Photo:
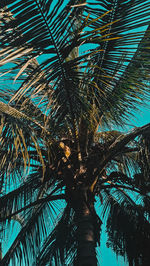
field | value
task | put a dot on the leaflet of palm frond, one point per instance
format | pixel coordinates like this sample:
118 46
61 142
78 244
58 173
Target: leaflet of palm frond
144 156
20 197
35 228
128 233
16 140
121 89
59 247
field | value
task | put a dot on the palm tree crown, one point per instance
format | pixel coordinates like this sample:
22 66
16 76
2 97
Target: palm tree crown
80 69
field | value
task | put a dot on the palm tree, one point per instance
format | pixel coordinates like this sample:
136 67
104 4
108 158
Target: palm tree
80 70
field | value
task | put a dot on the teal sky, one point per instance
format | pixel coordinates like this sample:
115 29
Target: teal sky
107 256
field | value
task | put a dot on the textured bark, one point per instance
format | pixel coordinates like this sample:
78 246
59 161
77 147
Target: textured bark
0 251
86 238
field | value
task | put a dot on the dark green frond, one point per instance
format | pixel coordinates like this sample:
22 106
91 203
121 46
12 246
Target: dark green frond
60 246
128 233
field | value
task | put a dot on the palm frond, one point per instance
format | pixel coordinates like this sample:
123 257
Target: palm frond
118 74
60 248
35 227
128 235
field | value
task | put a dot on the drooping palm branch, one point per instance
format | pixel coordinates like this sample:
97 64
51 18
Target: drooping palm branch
52 122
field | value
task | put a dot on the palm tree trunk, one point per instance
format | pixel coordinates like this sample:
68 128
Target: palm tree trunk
86 239
0 251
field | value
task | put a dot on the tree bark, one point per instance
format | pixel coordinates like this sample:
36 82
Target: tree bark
0 251
86 237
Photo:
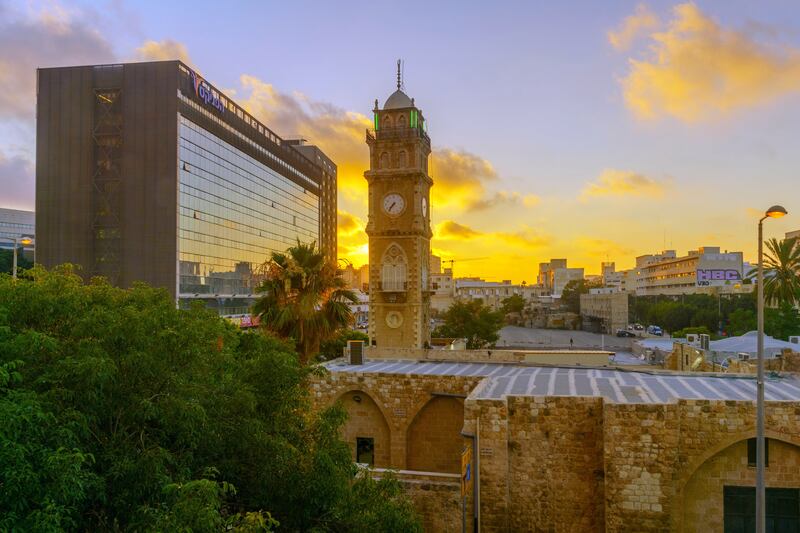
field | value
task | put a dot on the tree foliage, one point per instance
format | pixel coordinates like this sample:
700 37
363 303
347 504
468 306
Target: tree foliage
303 298
473 321
781 272
121 412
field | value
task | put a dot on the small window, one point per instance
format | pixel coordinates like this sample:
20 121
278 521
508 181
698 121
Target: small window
365 450
751 452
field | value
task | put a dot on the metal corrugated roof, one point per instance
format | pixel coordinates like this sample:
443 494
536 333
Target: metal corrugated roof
617 386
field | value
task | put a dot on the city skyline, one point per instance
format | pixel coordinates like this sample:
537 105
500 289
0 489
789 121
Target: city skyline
612 145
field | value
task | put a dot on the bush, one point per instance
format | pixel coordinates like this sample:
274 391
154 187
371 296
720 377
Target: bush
122 412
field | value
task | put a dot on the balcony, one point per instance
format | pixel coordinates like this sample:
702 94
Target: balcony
394 286
397 133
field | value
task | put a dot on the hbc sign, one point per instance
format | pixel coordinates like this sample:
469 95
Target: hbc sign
204 92
707 276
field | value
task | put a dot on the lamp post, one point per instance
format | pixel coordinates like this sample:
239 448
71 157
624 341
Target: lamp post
23 240
775 211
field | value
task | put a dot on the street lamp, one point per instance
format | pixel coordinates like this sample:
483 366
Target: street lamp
24 240
775 211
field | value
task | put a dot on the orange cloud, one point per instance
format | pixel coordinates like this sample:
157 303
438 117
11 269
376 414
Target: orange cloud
163 51
459 177
503 199
348 224
614 182
50 37
633 27
450 230
698 70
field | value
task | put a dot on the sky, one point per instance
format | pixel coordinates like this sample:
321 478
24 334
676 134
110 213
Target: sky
594 131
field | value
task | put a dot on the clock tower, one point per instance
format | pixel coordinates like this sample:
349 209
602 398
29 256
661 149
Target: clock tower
399 227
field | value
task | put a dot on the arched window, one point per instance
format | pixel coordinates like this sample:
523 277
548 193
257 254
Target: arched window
393 269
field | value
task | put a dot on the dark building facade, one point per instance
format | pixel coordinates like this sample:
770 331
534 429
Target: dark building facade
146 172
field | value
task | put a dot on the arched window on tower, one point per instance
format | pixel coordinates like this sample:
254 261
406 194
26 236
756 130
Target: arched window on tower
393 269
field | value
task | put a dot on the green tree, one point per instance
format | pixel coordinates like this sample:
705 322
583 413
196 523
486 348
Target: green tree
333 348
473 321
303 298
513 304
781 272
121 412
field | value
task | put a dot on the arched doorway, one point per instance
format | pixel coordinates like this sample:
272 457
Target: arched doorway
434 440
366 430
720 494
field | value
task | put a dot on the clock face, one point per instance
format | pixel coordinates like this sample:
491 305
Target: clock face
393 204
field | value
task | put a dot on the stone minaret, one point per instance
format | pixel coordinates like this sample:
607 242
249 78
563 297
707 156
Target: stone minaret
399 227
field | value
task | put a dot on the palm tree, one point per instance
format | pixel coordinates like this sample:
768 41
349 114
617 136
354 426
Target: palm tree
781 272
303 298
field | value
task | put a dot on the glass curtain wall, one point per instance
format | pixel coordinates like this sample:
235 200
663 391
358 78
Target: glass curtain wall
233 213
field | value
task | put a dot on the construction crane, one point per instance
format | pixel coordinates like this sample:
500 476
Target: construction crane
452 261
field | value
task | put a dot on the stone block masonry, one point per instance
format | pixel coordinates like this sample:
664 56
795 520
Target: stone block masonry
568 450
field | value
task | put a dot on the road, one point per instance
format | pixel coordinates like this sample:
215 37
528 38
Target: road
538 339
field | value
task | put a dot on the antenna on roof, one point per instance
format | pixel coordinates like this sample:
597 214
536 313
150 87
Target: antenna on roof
399 76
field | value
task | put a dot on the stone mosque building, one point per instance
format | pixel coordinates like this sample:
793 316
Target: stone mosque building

◇ ◇ ◇ ◇ ◇ ◇ ◇

**PROBLEM STATEMENT**
Every record above must be given again exactly; drop the pictures.

**RESPONSE TO THE EXERCISE**
Photo:
field | value
task | put a dot on the leaflet of palm frond, one point per instance
format | pixel coordinates like this sample:
118 46
61 142
78 244
58 173
Target: leaflet of palm frond
144 156
20 197
35 228
128 233
16 140
121 89
59 247
field | value
task | put a dot on the palm tree crown, one point per instance
format | pixel coordinates like this sample:
22 66
16 76
2 97
Target: palm tree crown
80 69
field | value
task | put a dot on the palm tree, one point per instance
format | pixel coordinates like this sample:
136 67
104 4
108 158
Target: palm tree
80 70
field | value
task | put a dot on the teal sky, one point per instance
format | pixel coordinates like this sample:
115 29
Target: teal sky
107 256
field | value
task | put a dot on the textured bark, one point per instance
format | pixel coordinates like this sample:
78 246
59 161
77 147
Target: textured bark
0 251
86 238
field | value
task | put a dot on the dark green frond, one point per instance
format | pixel coordinates like this sample:
22 106
91 203
121 46
12 246
Target: dark green frond
60 246
128 233
field | value
task | put a dot on the palm frond, one point per instance
format | pixel coordinates like this sample:
123 257
Target: palm frond
118 74
60 248
35 227
128 235
field | value
task | put a dot on the drooping palm branch, one point per instance
format | pixel coordinates like this sample:
97 64
51 18
Target: drooping palm branch
52 122
field | value
task | put a dot on the palm tree trunk, one point per instance
format | pixel coordinates like this sample:
68 128
Target: palm tree trunk
86 239
0 251
field | value
task | put a dot on the tree bark, one point per instance
format | pixel coordinates like this sample:
36 82
Target: tree bark
0 251
86 237
Photo:
field | value
task | put a dot on the tree foliage, one point per instance
format | pixel coordinates like this sample:
700 37
363 303
347 504
468 306
Target: tree foliage
303 298
473 321
781 272
121 412
field | value
task | put a dot on the small window, one point per instance
format | pixel coordinates like this sample:
20 121
278 521
508 181
698 121
Target: small window
365 450
751 452
field | value
task | put a dot on the metal corrugated roof, one point per instance
format | pixel coordinates like this sample:
443 494
536 333
Target: metal corrugated roof
617 386
field | value
task | put a dot on the city skyline, one point per instance
format | pixel coordinates like this sample:
537 105
500 289
0 489
789 121
Target: city skyline
612 145
field | value
task | put a dot on the bush, one point per instance
format | pixel coordinates like this sample:
274 391
154 187
371 296
720 377
Target: bush
122 412
field | value
task | put a dot on the balcony, one point per instance
format | pixel coordinates like this sample:
702 94
Target: balcony
394 286
397 133
field | value
task | put a dot on the hbc sign, one point per instance
format | pixel coordinates like this sample:
469 95
Target: hbc sign
204 92
707 276
field | value
task | put a dot on the lamp post, one point per instance
format | pixel coordinates like this sample:
239 448
71 157
624 341
Target: lamp post
23 240
775 211
field | value
task | put a dot on the street lamp, one point per instance
format | pixel coordinates like this sample:
483 366
Target: street lamp
24 240
775 211
field | value
task | put a dot on the orange cloud, one point per instance
format | pixel coordinates like this sample:
157 303
438 117
11 269
376 414
Target: orange cloud
163 51
459 177
503 199
348 224
614 182
50 37
633 27
450 230
698 70
field | value
task | put a dot on the sky, one point per instance
format | pixel coordinates like this sample:
321 478
24 334
676 134
110 213
Target: sky
594 131
field | value
task | put a dot on the clock tower, one point per instance
format | pixel coordinates like this sample:
349 209
602 398
29 256
661 149
Target: clock tower
399 227
field | value
task | put a dot on the arched window, one point per instance
format | pixel coordinates like this sample:
523 277
548 193
257 254
Target: arched window
393 269
field | value
task | put a dot on the dark building facade, one point per instance
format | pixel coordinates like this sample:
770 331
534 429
Target: dark building facade
146 172
field | value
task | put a dot on the arched window on tower, one point per instance
format | pixel coordinates like this sample:
254 261
406 194
26 236
756 130
Target: arched window on tower
393 269
field | value
task | put a dot on the green tree, one point per instance
format | pixel coordinates like this sample:
705 322
583 413
196 523
486 348
Target: green tree
333 348
473 321
303 298
513 304
781 272
121 412
field | value
task | put a dot on the arched doorway, one point per instance
format | pixel coordinates like this sample:
272 457
Target: arched doorway
434 440
366 430
720 494
field | value
task | put a dot on the clock face, one point per instance
format | pixel coordinates like this sample:
491 305
Target: clock face
393 204
field | value
task | put a dot on the stone minaret, one point per instance
format | pixel coordinates like this sample:
607 242
249 78
563 297
707 156
Target: stone minaret
399 227
field | value
task | put a dot on the palm tree, one point per instance
format | pixel coordinates like this sample:
768 41
349 114
617 136
354 426
Target: palm tree
781 272
303 298
field | value
task | put a dot on the glass curtain wall, one point per instance
format | pixel coordinates like this sample:
235 200
663 391
358 78
Target: glass curtain wall
233 213
field | value
task | put a dot on the construction crane, one point per instance
format | pixel coordinates like this sample:
500 476
Target: construction crane
452 261
field | value
task | put a dot on the stone block masonry, one point per instance
format | pixel coordinates like this sample:
664 56
795 520
Target: stone block masonry
568 450
field | value
task | put a dot on the road, one point per instance
format | pixel coordinates like this sample:
215 37
528 38
Target: road
538 339
field | value
task | put a dot on the antenna on roof, one point per instance
format | pixel coordinates like this sample:
597 214
536 313
150 87
Target: antenna on roof
399 76
field | value
task | put a dot on the stone mosque building, one point per instance
format | pixel coordinates like this sample:
793 316
Target: stone mosque building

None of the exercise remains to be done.